Begin RECORDS SUPPLIED

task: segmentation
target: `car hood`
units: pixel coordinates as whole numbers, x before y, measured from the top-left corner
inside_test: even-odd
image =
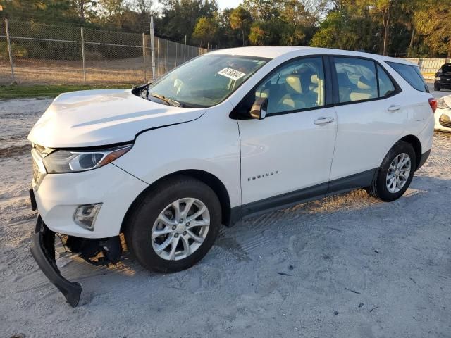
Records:
[[[131,89],[73,92],[54,100],[28,139],[48,148],[113,144],[143,130],[192,121],[205,111],[152,102]]]

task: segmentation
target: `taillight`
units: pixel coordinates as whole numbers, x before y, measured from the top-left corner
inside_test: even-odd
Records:
[[[435,109],[437,109],[437,99],[431,97],[429,99],[429,106],[432,108],[432,112],[435,113]]]

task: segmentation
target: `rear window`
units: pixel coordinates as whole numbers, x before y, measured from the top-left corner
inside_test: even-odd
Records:
[[[420,92],[429,92],[428,85],[424,82],[423,75],[421,75],[418,67],[396,62],[385,62],[414,89]]]

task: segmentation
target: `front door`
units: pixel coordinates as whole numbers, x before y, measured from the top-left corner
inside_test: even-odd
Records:
[[[326,193],[337,130],[326,82],[321,57],[299,58],[249,93],[268,108],[264,120],[238,120],[243,215]]]

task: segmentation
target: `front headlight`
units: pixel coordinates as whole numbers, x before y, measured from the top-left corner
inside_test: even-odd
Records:
[[[445,99],[442,97],[437,100],[437,108],[440,109],[446,109],[447,108],[450,108],[450,106],[446,104]]]
[[[90,170],[108,164],[132,149],[132,144],[99,150],[56,150],[42,163],[49,174]]]

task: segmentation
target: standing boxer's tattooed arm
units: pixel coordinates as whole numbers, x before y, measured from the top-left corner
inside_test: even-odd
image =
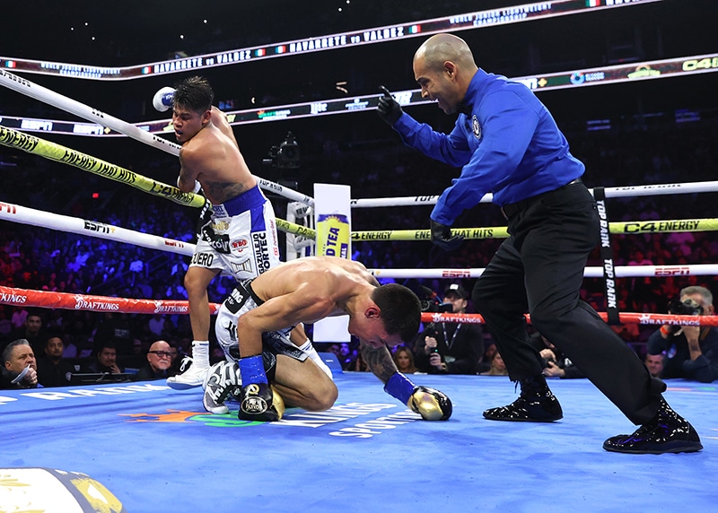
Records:
[[[381,347],[372,347],[367,343],[361,343],[362,358],[364,359],[369,370],[374,373],[382,383],[389,381],[389,378],[397,371],[397,366],[391,359],[391,353],[386,345]]]

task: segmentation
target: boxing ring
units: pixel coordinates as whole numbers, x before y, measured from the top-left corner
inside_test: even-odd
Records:
[[[4,72],[3,77],[7,74]],[[177,154],[176,144],[130,129],[107,115],[21,79],[22,92],[107,123],[143,143]],[[2,81],[0,81],[2,82]],[[51,100],[51,101],[50,101]],[[109,120],[109,121],[108,121]],[[110,126],[111,124],[111,126]],[[104,126],[104,125],[103,125]],[[123,132],[124,131],[124,132]],[[159,139],[160,142],[157,142]],[[0,126],[0,143],[115,179],[183,205],[204,198],[181,193],[114,164]],[[260,187],[305,205],[312,198],[260,179]],[[718,182],[606,189],[606,197],[718,190]],[[353,200],[353,208],[432,204],[437,196]],[[482,203],[490,202],[485,197]],[[0,204],[0,219],[190,256],[194,245],[95,221]],[[647,222],[609,223],[609,233],[641,233]],[[652,231],[714,230],[718,220],[661,222]],[[277,227],[306,239],[314,230]],[[506,237],[504,227],[458,229],[466,239]],[[354,232],[354,240],[428,240],[428,230]],[[379,278],[472,279],[482,269],[372,269]],[[613,277],[715,274],[716,265],[611,266]],[[587,267],[587,277],[607,268]],[[187,312],[186,301],[108,298],[0,286],[0,303],[129,313]],[[213,311],[217,305],[211,305]],[[604,314],[604,318],[609,314]],[[619,312],[622,322],[718,326],[718,317]],[[480,316],[423,314],[423,320],[481,322]],[[690,455],[635,456],[604,451],[602,441],[635,429],[586,379],[552,380],[565,418],[557,422],[496,422],[482,412],[514,398],[505,378],[416,375],[453,403],[446,422],[421,422],[385,394],[370,373],[337,371],[339,397],[321,413],[287,409],[279,422],[247,422],[203,411],[199,390],[163,382],[96,384],[0,391],[0,510],[37,501],[36,488],[12,486],[19,469],[83,473],[117,500],[105,511],[502,511],[677,510],[714,508],[706,475],[718,467],[718,387],[668,381],[668,402],[696,427],[704,445]],[[23,495],[24,494],[24,495]],[[46,495],[52,505],[51,494]],[[15,502],[20,498],[19,502]],[[24,503],[22,502],[23,500]],[[13,500],[13,501],[11,501]],[[37,505],[36,502],[33,504]],[[57,506],[57,502],[56,502]],[[22,509],[18,509],[22,510]],[[48,509],[49,510],[49,509]]]
[[[500,377],[412,377],[451,397],[445,422],[418,421],[373,375],[335,378],[334,408],[290,408],[268,423],[241,422],[232,407],[210,415],[197,390],[162,382],[4,390],[0,475],[84,473],[128,512],[714,510],[714,385],[669,381],[665,393],[702,452],[635,456],[601,448],[634,427],[586,379],[550,382],[565,417],[546,424],[482,417],[513,399]]]

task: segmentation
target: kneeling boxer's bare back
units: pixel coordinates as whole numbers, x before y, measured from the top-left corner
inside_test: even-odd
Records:
[[[340,315],[349,316],[348,331],[359,339],[367,366],[385,384],[387,393],[425,420],[446,420],[451,415],[451,401],[445,395],[416,387],[398,372],[391,359],[389,347],[412,340],[419,328],[419,300],[407,287],[380,285],[359,262],[311,256],[281,264],[258,276],[250,293],[258,306],[242,311],[236,324],[223,323],[236,326],[242,382],[240,418],[281,418],[281,412],[272,406],[273,393],[265,374],[263,335]],[[222,309],[226,310],[231,298]],[[218,338],[223,329],[220,324],[218,319]],[[338,395],[334,382],[314,361],[282,354],[276,356],[272,386],[288,404],[310,411],[330,408]]]

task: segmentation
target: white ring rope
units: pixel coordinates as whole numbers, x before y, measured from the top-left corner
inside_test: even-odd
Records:
[[[111,224],[105,224],[96,221],[88,221],[77,217],[69,217],[35,210],[17,204],[0,203],[0,220],[6,220],[21,224],[31,224],[40,228],[49,228],[59,231],[69,231],[87,237],[96,237],[125,242],[191,256],[195,245],[191,242],[183,242],[174,239],[166,239],[157,235],[142,233]],[[280,220],[277,220],[277,222]],[[288,225],[296,226],[284,222]],[[279,226],[277,224],[277,226]],[[313,230],[312,230],[313,231]],[[478,278],[484,272],[483,268],[470,269],[370,269],[370,272],[379,278]],[[685,265],[617,265],[614,268],[617,278],[625,277],[662,277],[662,276],[687,276],[687,275],[711,275],[718,274],[716,264],[693,264]],[[603,267],[586,267],[583,273],[586,278],[600,278],[603,276]]]
[[[123,121],[114,116],[105,114],[97,109],[92,109],[88,105],[80,103],[75,100],[63,96],[58,92],[55,92],[52,90],[38,85],[35,83],[19,77],[3,69],[0,69],[0,85],[4,85],[8,89],[48,103],[53,107],[57,107],[66,112],[74,114],[88,121],[95,122],[106,128],[119,132],[136,141],[139,141],[140,143],[144,143],[144,144],[148,144],[172,155],[180,155],[180,150],[182,149],[180,145],[162,139],[154,134],[145,132],[131,123]],[[314,199],[311,196],[257,176],[255,176],[255,178],[259,184],[259,187],[263,189],[272,191],[293,201],[298,201],[314,206]]]
[[[672,194],[693,194],[718,191],[718,181],[691,182],[679,184],[656,184],[649,186],[628,186],[623,187],[606,187],[606,197],[632,197],[635,196],[659,196]],[[593,189],[589,189],[593,194]],[[381,197],[353,199],[352,208],[374,208],[378,206],[416,206],[417,204],[436,204],[438,196],[417,196],[401,197]],[[492,203],[494,195],[489,193],[479,203]]]
[[[666,277],[666,276],[709,276],[718,274],[718,264],[691,264],[685,265],[617,265],[613,268],[617,278]],[[485,271],[483,267],[470,269],[369,269],[377,278],[441,278],[457,280],[478,278]],[[602,278],[603,267],[585,267],[585,278]]]
[[[8,203],[0,203],[0,219],[22,224],[31,224],[40,228],[49,228],[59,231],[69,231],[87,237],[126,242],[142,248],[169,251],[187,256],[191,256],[195,249],[195,245],[191,242],[165,239],[164,237],[142,233],[96,221],[42,212],[41,210]]]

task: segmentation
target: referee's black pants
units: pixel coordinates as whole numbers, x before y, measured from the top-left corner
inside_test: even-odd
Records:
[[[508,220],[501,245],[472,293],[512,380],[541,374],[524,314],[635,424],[651,421],[665,384],[579,299],[599,242],[596,202],[582,183],[539,195]]]

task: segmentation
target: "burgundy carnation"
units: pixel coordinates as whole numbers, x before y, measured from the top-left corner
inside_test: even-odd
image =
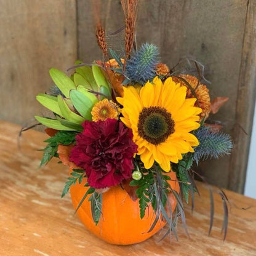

End RECORDS SUPPLIED

■ TASK OBJECTIVE
Pick out every line in the data above that contains the string "front", treating uppercase and lowercase letters as different.

■ TASK ANSWER
target: `front door`
target: `front headlight`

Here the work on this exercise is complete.